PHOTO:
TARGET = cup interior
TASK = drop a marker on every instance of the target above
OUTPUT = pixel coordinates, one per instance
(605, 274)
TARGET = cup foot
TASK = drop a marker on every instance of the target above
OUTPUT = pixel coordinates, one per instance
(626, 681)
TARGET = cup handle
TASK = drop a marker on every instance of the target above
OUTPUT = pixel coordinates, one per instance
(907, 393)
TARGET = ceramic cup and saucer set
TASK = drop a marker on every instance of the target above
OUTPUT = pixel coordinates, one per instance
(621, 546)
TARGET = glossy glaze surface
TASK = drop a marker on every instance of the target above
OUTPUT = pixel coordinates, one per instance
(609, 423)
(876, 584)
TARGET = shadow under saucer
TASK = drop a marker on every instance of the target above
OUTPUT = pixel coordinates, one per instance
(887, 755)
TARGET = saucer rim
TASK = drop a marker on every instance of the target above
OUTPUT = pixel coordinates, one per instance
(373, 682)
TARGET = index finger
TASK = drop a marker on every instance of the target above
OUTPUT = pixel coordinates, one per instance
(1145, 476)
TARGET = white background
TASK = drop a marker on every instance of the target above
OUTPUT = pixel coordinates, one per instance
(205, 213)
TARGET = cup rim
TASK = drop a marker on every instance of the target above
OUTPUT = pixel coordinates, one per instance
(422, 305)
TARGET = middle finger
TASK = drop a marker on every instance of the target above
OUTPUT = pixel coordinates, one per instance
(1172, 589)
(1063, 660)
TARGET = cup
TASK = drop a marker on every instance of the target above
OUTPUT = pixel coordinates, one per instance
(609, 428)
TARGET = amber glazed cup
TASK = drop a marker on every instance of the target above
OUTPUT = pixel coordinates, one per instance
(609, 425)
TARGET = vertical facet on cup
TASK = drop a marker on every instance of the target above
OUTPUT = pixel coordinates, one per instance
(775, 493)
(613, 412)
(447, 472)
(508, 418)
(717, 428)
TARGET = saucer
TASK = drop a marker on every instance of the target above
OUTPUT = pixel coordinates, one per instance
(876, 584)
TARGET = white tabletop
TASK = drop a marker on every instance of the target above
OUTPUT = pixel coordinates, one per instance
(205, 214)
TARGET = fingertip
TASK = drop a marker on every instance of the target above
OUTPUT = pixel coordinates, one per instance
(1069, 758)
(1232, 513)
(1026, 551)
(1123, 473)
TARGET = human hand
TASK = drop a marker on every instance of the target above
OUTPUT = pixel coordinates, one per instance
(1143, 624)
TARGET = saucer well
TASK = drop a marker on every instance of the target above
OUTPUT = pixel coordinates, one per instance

-------------------------

Task objective – Please reproduce the listing above, changing "drop a marker" to "place a pin" wherever it occurs and keeping every other line the same.

Reply to the task –
PHOTO:
TARGET = cup interior
TASK = place a pin on every instance of the target above
OUTPUT = pixel coordinates, one per instance
(605, 274)
TARGET = cup foot
TASK = place a pin on every instance of the target above
OUTPUT = pixel coordinates, one per instance
(626, 681)
TARGET = cup handle
TASK = place a pin on every instance of the target above
OUTPUT = pixel coordinates, one per instance
(907, 393)
TARGET = ceramic cup and saucer set
TASK = place a pin on every instance of the target above
OUTPUT = pixel coordinates, one per instance
(621, 546)
TARGET = glossy glaze surface
TASK = place a pin on every instance of the target above
OUTPUT = pixel coordinates, one per instance
(609, 423)
(876, 584)
TARGET = shadow under saucer
TASK = place a pin on every instance of the target above
OUTPUT = pixel coordinates, one per instance
(887, 755)
TARGET = saucer rim
TASK = place a pin on every instance of the target above
OUTPUT = pixel coordinates, one per instance
(373, 682)
TARGET = index finger
TASK = place a pin on every instance of the target above
OUTPUT = pixel coordinates, one per instance
(1145, 476)
TARGET = white background
TASK = place a pin on every instance of the target above
OUTPUT = pixel coordinates, one per instance
(205, 213)
TARGET = cup rim
TASK = place a pin on every instance of the target above
OUTPUT = pixel coordinates, one per instance
(422, 305)
TARGET = middle finger
TASK = place a pin on every instance of the target above
OUTPUT = pixel coordinates, one per instance
(1172, 589)
(1063, 660)
TARGET = cup
TASK = place a pin on every instance of the target above
OUTPUT = pixel coordinates, one per instance
(609, 428)
TARGET = amber glazed cup
TASK = place a pin on every instance of the target above
OUTPUT = pixel coordinates, one per instance
(609, 425)
TARGET = vertical facet on cup
TASK = place a pin on every instance of the target above
OUTPUT = pixel coordinates, one per instance
(775, 493)
(613, 412)
(447, 472)
(508, 418)
(717, 428)
TARGET = saucer
TASK = place a pin on every instance of the target above
OUTPUT = pixel coordinates, one per instance
(876, 584)
TARGET = white tabletop
TASK = place a pin on every instance of the target above
OUTPUT = pixel coordinates, one per instance
(205, 214)
TARGET = fingertip
TASK = place a pin on every instance of the target above
OUTPUT = pixel coordinates, one per instance
(1069, 758)
(1232, 513)
(1026, 551)
(1123, 473)
TARGET = human hand
TASK = place a pin on every instance of the target above
OUTPUT = pixel coordinates, one per instance
(1143, 624)
TARGET = saucer well
TASK = place a pin on every instance of the target above
OUTPUT = pixel coordinates, one per instance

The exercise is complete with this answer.